Coordinate annotation entries:
□ □ □ □

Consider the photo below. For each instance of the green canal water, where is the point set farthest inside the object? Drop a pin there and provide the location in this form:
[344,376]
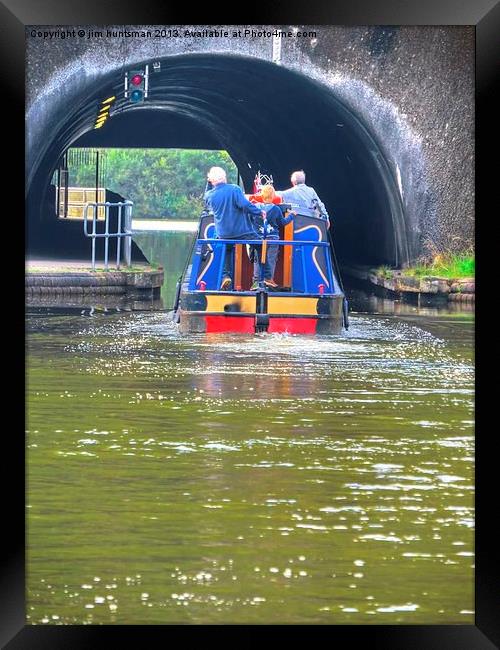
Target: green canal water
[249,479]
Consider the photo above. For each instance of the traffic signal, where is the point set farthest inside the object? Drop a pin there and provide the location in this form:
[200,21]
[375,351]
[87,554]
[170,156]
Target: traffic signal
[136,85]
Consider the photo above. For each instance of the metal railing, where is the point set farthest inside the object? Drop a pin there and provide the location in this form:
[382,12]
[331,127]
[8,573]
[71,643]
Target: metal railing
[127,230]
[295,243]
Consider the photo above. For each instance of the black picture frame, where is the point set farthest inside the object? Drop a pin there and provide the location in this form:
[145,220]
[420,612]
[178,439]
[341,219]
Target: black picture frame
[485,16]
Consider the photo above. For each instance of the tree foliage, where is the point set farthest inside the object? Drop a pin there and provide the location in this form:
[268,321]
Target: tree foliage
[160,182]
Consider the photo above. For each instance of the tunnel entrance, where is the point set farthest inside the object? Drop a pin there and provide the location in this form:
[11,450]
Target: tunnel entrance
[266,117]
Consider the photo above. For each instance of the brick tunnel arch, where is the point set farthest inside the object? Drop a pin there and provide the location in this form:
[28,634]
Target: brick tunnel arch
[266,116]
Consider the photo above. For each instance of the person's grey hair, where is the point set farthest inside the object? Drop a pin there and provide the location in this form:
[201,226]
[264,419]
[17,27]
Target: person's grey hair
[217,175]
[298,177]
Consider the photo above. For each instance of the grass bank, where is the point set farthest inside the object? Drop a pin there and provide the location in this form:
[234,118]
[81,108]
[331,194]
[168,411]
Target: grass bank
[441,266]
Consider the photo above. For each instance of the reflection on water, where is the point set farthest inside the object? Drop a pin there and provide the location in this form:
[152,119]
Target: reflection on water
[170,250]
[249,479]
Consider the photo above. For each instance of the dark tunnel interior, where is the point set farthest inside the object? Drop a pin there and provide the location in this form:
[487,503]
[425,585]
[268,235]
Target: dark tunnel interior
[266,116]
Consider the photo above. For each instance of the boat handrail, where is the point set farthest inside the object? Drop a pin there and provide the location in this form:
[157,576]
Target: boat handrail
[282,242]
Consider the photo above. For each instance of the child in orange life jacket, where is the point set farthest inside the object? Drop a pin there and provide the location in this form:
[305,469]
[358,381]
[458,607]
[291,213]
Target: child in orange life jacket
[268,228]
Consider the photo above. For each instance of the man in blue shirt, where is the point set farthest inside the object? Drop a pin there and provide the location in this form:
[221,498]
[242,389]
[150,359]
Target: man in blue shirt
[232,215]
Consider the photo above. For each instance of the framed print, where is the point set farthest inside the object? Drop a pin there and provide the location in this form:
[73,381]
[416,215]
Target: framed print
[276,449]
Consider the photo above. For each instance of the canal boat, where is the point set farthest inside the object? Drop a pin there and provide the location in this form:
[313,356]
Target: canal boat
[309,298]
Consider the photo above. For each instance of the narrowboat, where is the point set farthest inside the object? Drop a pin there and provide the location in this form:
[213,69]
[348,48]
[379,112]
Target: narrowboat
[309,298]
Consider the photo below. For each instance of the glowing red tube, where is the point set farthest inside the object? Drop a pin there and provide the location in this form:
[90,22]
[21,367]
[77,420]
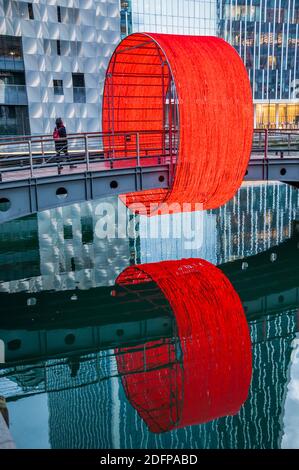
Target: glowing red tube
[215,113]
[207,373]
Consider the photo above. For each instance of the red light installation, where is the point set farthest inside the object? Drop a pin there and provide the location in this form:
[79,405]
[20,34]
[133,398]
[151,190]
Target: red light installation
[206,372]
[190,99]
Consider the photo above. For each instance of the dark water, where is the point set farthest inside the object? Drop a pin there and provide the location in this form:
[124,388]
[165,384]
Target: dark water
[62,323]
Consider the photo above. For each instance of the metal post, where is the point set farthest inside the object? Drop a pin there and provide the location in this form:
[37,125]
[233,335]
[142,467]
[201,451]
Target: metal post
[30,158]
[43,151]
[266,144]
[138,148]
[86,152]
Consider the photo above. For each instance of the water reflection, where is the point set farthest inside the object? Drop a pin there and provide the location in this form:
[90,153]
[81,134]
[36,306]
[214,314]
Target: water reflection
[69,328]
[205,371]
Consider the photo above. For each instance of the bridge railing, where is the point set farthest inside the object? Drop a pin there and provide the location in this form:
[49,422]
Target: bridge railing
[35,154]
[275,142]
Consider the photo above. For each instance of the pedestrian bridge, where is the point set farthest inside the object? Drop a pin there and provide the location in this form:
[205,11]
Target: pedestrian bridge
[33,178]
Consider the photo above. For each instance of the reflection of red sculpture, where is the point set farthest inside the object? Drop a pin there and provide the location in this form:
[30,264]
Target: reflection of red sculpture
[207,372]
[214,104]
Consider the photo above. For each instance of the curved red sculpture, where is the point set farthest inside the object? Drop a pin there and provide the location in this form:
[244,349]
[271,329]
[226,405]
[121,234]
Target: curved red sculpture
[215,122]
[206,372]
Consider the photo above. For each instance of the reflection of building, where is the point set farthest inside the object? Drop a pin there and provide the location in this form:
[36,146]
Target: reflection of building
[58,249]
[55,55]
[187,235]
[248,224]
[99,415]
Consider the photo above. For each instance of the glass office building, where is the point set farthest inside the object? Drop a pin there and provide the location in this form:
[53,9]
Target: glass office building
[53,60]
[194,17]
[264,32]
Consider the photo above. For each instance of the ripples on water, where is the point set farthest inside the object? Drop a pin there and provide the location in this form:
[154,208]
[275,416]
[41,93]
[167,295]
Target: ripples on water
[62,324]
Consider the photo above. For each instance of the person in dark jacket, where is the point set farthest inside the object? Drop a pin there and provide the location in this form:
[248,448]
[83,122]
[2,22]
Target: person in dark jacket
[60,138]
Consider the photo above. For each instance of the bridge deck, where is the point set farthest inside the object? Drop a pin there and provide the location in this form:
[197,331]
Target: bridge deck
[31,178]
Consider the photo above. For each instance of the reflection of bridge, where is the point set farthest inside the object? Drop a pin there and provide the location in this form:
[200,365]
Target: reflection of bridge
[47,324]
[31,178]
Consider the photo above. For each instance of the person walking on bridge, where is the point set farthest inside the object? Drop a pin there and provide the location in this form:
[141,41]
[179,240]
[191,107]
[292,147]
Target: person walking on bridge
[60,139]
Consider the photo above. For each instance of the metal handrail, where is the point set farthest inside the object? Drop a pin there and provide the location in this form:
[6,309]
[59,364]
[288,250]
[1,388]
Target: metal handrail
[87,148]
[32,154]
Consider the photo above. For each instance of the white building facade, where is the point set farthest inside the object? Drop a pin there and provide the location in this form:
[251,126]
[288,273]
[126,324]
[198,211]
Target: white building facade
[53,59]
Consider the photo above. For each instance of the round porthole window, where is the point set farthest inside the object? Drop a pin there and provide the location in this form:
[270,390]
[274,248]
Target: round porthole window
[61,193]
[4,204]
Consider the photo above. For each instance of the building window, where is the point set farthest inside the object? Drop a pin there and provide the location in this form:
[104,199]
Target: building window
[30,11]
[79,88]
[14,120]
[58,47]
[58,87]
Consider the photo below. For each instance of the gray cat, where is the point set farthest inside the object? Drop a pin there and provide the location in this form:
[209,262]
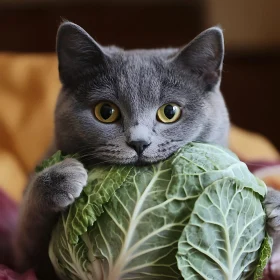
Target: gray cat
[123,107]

□ □ □ □

> **WRITTEN TASK**
Present as a numbered list, with blank lines omitted, every line of the records from the one containing "Consider the photo above. For each instance of the white" through the last line of the records, both ends included. Leave the pictures out of the list.

> **RESULT FOR THIS EXERCISE**
1. Consider the photo above. For each instance of the white building facade, where is the point set farthest inside the object? Drop a pin there and provide the location in this form:
2. [251,126]
3. [288,273]
4. [126,324]
5. [198,211]
6. Target: white building facade
7. [53,59]
8. Consider the photo above. For each instance of the round porthole window, where is the point set farthest inside the object? Drop a pin there and provide the location in this form:
9. [270,390]
10. [274,248]
11. Target: round porthole window
12. [61,193]
13. [4,204]
14. Consider the photo above. For each instance of the building window, where is the point set farthest inside the object? Drop a pin there and provide the location in this form:
15. [104,199]
16. Target: building window
17. [30,11]
18. [79,88]
19. [14,120]
20. [58,47]
21. [58,87]
22. Consider the photo below. For each instance of the gray cat, where is the point set farthest inside the object? Drop a pin there and provide the location in this form:
23. [209,262]
24. Target: gray cat
25. [123,107]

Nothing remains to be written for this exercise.